Bringing Agentic AI into the Real World

AI agents are moving fast, but can they handle the real world? After building a chess-playing agent to test the basics (read more about that here), we wanted to see what would happen if we pushed things further. The question: can an AI agent help keep real systems running?

Why Move Beyond Chess?

Our first project, the Fuzzy Labs Chess Agent, gave us a tidy little sandbox. A place to test agent behaviour in a predictable environment. Clear rules and outputs with no messy surprises. But real-world systems aren’t chessboards. They’re noisy, unpredictable, and full of edge cases.

So we decided to take the next step: drop an agent into a much harder problem space — site reliability engineering (SRE). Our CTO, Matt Squire, was particularly keen to eradicate some of the stress that he went through as a on-call software engineer in a prior life, being awoken in the night by error logs that had no impact on the state of the application.

- Data
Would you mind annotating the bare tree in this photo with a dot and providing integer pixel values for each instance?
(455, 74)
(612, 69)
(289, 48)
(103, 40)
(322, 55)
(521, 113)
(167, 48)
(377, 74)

- Stated problem
Reproduce, word for word, the passage of the agentic AI article above that opens with the words containing "Bringing Agentic AI" and closes with "Move Beyond Chess?".

- Result of this task
Bringing Agentic AI into the Real World

AI agents are moving fast, but can they handle the real world? After building a chess-playing agent to test the basics (read more about that here), we wanted to see what would happen if we pushed things further. The question: can an AI agent help keep real systems running?

Why Move Beyond Chess?